→ **YOUR GOAL**: Rewrite all of the data below, replacing "top-left corner" with "upper-left corner" and changing nothing else. Omit the pictures from your answer.

→ **AVAILABLE RECORDS**:
▼▼▼

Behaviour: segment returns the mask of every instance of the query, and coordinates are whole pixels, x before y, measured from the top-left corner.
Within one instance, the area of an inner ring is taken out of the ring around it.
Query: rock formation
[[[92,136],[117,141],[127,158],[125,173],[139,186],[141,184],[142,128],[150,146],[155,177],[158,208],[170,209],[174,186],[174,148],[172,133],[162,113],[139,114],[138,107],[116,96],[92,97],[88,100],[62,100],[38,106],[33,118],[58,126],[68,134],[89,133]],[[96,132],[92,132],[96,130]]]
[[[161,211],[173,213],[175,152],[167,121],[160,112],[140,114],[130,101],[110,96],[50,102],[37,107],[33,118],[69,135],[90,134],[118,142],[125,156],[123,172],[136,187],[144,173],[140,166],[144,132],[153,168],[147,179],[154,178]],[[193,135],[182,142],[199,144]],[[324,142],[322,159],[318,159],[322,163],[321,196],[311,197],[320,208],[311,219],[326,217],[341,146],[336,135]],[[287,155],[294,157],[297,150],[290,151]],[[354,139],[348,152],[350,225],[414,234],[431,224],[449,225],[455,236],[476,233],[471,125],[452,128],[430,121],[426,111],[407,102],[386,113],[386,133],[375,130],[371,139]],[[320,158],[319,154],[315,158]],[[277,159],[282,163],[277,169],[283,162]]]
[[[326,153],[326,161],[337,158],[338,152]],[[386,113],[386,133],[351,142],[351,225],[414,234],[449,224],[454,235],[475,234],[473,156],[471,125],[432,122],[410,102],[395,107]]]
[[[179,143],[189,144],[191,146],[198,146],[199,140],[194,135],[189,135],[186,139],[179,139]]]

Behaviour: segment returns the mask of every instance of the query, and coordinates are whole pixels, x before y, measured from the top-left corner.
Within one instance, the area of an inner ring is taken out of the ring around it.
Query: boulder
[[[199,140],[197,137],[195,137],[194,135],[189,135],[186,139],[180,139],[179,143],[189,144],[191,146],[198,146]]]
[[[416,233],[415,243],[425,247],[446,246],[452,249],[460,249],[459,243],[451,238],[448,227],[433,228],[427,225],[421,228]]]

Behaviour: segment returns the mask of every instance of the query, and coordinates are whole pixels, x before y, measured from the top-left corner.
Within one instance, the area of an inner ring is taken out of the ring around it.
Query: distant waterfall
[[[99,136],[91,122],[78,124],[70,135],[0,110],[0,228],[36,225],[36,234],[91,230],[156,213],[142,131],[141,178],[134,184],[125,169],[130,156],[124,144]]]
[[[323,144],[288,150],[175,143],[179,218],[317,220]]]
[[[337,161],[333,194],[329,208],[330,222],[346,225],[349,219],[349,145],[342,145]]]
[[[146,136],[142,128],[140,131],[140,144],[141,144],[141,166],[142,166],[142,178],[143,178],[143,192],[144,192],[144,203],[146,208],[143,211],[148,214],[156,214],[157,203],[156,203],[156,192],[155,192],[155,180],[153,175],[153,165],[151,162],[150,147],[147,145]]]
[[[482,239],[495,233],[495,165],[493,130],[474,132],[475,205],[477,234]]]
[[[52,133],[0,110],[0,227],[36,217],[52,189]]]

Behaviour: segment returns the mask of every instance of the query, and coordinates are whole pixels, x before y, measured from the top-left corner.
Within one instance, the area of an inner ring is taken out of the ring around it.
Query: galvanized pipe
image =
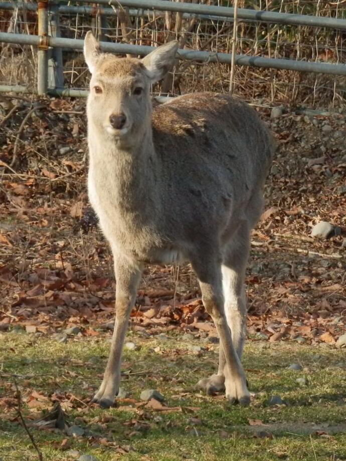
[[[37,53],[37,92],[47,94],[48,87],[48,0],[38,4],[39,51]]]
[[[88,3],[90,0],[80,0]],[[201,4],[184,3],[169,2],[166,0],[97,0],[98,3],[113,5],[118,7],[129,7],[142,8],[144,10],[157,10],[161,11],[180,12],[197,15],[214,15],[234,17],[234,9],[228,7],[215,7]],[[334,18],[324,18],[321,16],[309,16],[307,15],[293,15],[291,13],[278,13],[270,11],[256,11],[239,8],[238,17],[240,20],[245,19],[263,23],[275,23],[294,26],[313,26],[317,27],[329,27],[346,30],[346,20]]]
[[[48,15],[49,36],[61,37],[60,19],[59,10],[59,0],[51,0],[50,2]],[[64,87],[64,66],[62,48],[53,49],[52,58],[48,61],[49,86],[58,88]]]
[[[0,10],[15,10],[19,8],[20,10],[26,9],[28,11],[37,11],[37,5],[36,3],[23,4],[22,2],[0,2]],[[100,14],[105,16],[114,16],[114,11],[112,8],[99,8]],[[94,7],[75,7],[73,5],[62,5],[59,7],[59,13],[60,15],[89,15],[91,16],[95,15],[96,9]],[[151,11],[144,11],[141,9],[130,8],[128,10],[130,16],[138,17],[153,18],[154,12]],[[163,15],[162,13],[162,15]],[[156,15],[157,17],[157,15]],[[208,15],[195,15],[190,13],[183,13],[183,19],[189,20],[192,18],[196,18],[199,20],[205,21],[221,21],[233,23],[232,18],[225,18],[223,16],[211,16]],[[248,22],[248,21],[247,21]]]
[[[22,45],[37,45],[40,38],[34,35],[22,34],[0,33],[0,42],[8,43],[18,43]],[[50,37],[49,46],[69,48],[72,50],[82,50],[84,41],[74,39],[63,39]],[[103,51],[118,54],[139,55],[145,56],[154,49],[153,47],[129,45],[125,43],[110,43],[101,42],[101,47]],[[183,59],[204,62],[219,62],[230,64],[232,55],[223,53],[208,53],[206,51],[194,51],[189,50],[178,50],[178,55]],[[288,70],[303,72],[315,72],[319,74],[329,74],[334,75],[346,75],[346,64],[329,64],[326,63],[306,62],[291,59],[278,59],[272,58],[262,58],[257,56],[246,56],[237,55],[236,64],[238,66],[250,66],[253,67],[264,67],[268,69],[285,69]]]
[[[92,3],[90,0],[80,0],[85,3]],[[100,4],[109,5],[109,0],[99,0]],[[111,4],[112,2],[111,2]],[[149,14],[153,10],[161,11],[180,12],[183,14],[184,19],[188,19],[191,16],[204,19],[215,20],[233,20],[234,16],[233,8],[228,7],[217,7],[201,5],[201,4],[188,4],[175,3],[166,0],[113,0],[113,5],[119,7],[138,8],[139,10],[130,10],[130,15],[141,16],[143,14]],[[19,8],[26,8],[29,11],[35,11],[37,6],[35,4],[24,4],[23,3],[3,2],[0,3],[0,9],[10,10]],[[144,12],[143,11],[144,10]],[[92,7],[61,6],[59,11],[62,14],[94,14],[95,8]],[[102,14],[113,16],[114,11],[110,8],[101,9]],[[325,27],[346,30],[346,20],[336,18],[325,18],[322,16],[313,16],[308,15],[294,15],[291,13],[280,13],[270,11],[256,11],[239,8],[238,16],[240,20],[251,22],[273,23],[286,26],[310,26],[314,27]],[[186,16],[184,16],[186,15]]]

▲▲▲

→ **ANSWER TO THE PROBLEM**:
Behaviour: segment returns the mask of every instance of the query, and coordinates are whole pixels, x before y, measured from the upper-left corner.
Within one instance, the area of an inner ring is taken out of the ring around it.
Query: rock formation
[[[92,136],[117,141],[127,158],[125,173],[139,186],[141,184],[142,128],[150,146],[155,177],[158,208],[170,209],[174,186],[174,148],[172,133],[162,113],[139,114],[138,107],[116,96],[92,97],[88,100],[62,100],[38,106],[33,118],[58,126],[68,134],[89,133]],[[96,132],[92,132],[96,130]]]
[[[161,211],[173,213],[175,152],[167,121],[160,112],[140,114],[130,101],[110,96],[50,102],[37,107],[33,118],[69,135],[90,134],[118,142],[125,156],[123,172],[136,187],[144,173],[140,166],[144,132],[153,168],[147,179],[154,178]],[[193,135],[182,142],[199,144]],[[324,142],[322,159],[318,159],[322,163],[321,196],[311,197],[320,208],[311,219],[326,217],[341,146],[336,135]],[[287,155],[294,157],[297,150],[290,151]],[[354,139],[348,152],[350,225],[414,234],[431,224],[449,225],[455,236],[476,233],[471,125],[452,128],[430,121],[426,111],[407,102],[386,113],[386,133],[375,130],[371,139]],[[320,158],[319,154],[315,158]],[[277,159],[282,163],[277,169],[283,162]]]
[[[326,153],[326,161],[337,158],[338,152]],[[386,113],[386,133],[351,142],[351,225],[414,234],[449,224],[454,235],[475,234],[473,156],[471,125],[432,122],[410,102],[395,107]]]
[[[179,143],[189,144],[191,146],[198,146],[199,140],[194,135],[189,135],[186,139],[179,139]]]

Behaviour: segment returns the mask of every instance of the query, and coordinates are whole pixels, x before y, measured from the upper-left corner.
Within one instance, the area of an inner ring is taken out of the ring around it.
Query: boulder
[[[199,140],[197,137],[195,137],[194,135],[189,135],[186,139],[180,139],[179,143],[189,144],[191,146],[198,146]]]
[[[416,233],[415,243],[425,247],[446,246],[452,249],[460,249],[459,243],[451,238],[448,227],[433,228],[427,225],[421,228]]]

Behaviour: segment returns the mask of every instance of the query, and coordinates are whole pixels, x before y, measured from the upper-left corner.
Within one instance, the area of an inner ring is taken out of the ring around it.
Query: distant waterfall
[[[99,136],[91,122],[78,124],[70,135],[0,110],[0,228],[36,225],[36,234],[91,230],[156,213],[142,131],[141,178],[134,184],[125,169],[130,156],[124,144]]]
[[[323,144],[288,150],[175,143],[179,218],[317,220]]]
[[[337,161],[333,194],[329,208],[330,222],[346,225],[349,219],[349,145],[342,145]]]
[[[146,136],[142,128],[140,131],[140,144],[141,144],[141,166],[142,166],[142,178],[143,178],[143,192],[144,192],[144,203],[146,208],[143,211],[148,214],[156,214],[157,203],[156,203],[156,192],[155,192],[155,180],[153,175],[153,165],[151,162],[150,147],[147,145]]]
[[[482,239],[495,233],[495,165],[493,130],[474,132],[475,205],[477,234]]]
[[[52,133],[0,110],[0,227],[36,217],[52,189]]]

Behaviour: segment returns the mask of every instance of the query, and coordinates are whole pixels, x before y, measured from the upper-left corner.
Within one instance, the area of an inner ring is taken out of the ring around it.
Query: galvanized pipe
image =
[[[37,53],[37,92],[47,94],[48,87],[48,0],[38,4],[39,51]]]
[[[88,3],[90,0],[80,0]],[[201,4],[184,3],[169,2],[166,0],[97,0],[98,3],[113,5],[118,7],[129,7],[142,8],[144,10],[157,10],[161,11],[180,12],[197,15],[214,15],[234,17],[234,9],[228,7],[215,7]],[[334,18],[324,18],[321,16],[309,16],[307,15],[293,15],[291,13],[278,13],[270,11],[256,11],[239,8],[238,17],[240,20],[245,19],[263,23],[275,23],[294,26],[313,26],[317,27],[329,27],[346,30],[346,20]]]
[[[48,15],[49,36],[61,37],[60,19],[59,10],[59,0],[51,0],[50,2]],[[64,87],[64,66],[62,48],[53,49],[52,58],[48,61],[49,86],[58,88]]]
[[[0,10],[15,10],[19,8],[20,10],[26,9],[28,11],[37,11],[37,5],[36,3],[23,4],[22,2],[0,2]],[[100,14],[105,16],[114,16],[114,11],[112,8],[99,8]],[[94,7],[75,7],[73,5],[62,5],[59,7],[59,13],[60,15],[89,15],[91,16],[95,15],[96,9]],[[151,11],[144,11],[141,9],[130,8],[128,10],[130,16],[138,17],[153,18],[154,12]],[[163,15],[162,13],[162,15]],[[156,15],[157,17],[157,15]],[[208,15],[195,15],[190,13],[183,13],[183,19],[189,20],[192,18],[196,18],[199,20],[205,21],[221,21],[233,23],[232,18],[225,18],[223,16],[211,16]],[[248,22],[248,21],[247,21]]]
[[[22,45],[37,45],[40,38],[34,35],[22,34],[0,33],[0,42],[8,43],[18,43]],[[50,37],[49,46],[69,48],[72,50],[82,50],[84,41],[74,39],[63,39]],[[103,51],[118,54],[139,55],[145,56],[154,49],[153,47],[129,45],[125,43],[110,43],[101,42],[101,47]],[[183,59],[204,62],[219,62],[230,64],[232,55],[223,53],[208,53],[206,51],[194,51],[189,50],[178,50],[178,55]],[[288,70],[303,72],[315,72],[319,74],[329,74],[334,75],[346,75],[346,64],[329,64],[326,63],[306,62],[291,59],[278,59],[272,58],[262,58],[257,56],[246,56],[237,55],[236,64],[238,66],[250,66],[253,67],[264,67],[268,69],[285,69]]]
[[[92,3],[90,0],[80,0],[85,3]],[[100,4],[109,5],[109,0],[99,0]],[[111,4],[112,2],[111,2]],[[149,14],[153,10],[161,11],[180,12],[183,14],[184,19],[188,19],[191,16],[204,19],[215,20],[233,20],[234,16],[233,8],[228,7],[217,7],[201,5],[201,4],[188,4],[175,3],[166,0],[113,0],[113,5],[119,7],[138,8],[139,10],[130,10],[130,15],[141,16],[143,14]],[[19,8],[26,8],[29,11],[35,11],[37,6],[35,4],[24,4],[23,3],[3,2],[0,3],[0,9],[10,10]],[[144,12],[143,11],[144,10]],[[92,7],[61,6],[59,11],[62,14],[94,14],[95,8]],[[102,14],[113,16],[114,11],[110,8],[101,9]],[[325,27],[346,30],[346,20],[336,18],[325,18],[322,16],[313,16],[308,15],[294,15],[291,13],[280,13],[270,11],[256,11],[239,8],[238,16],[240,20],[251,22],[273,23],[286,26],[310,26],[314,27]],[[186,16],[184,16],[186,15]]]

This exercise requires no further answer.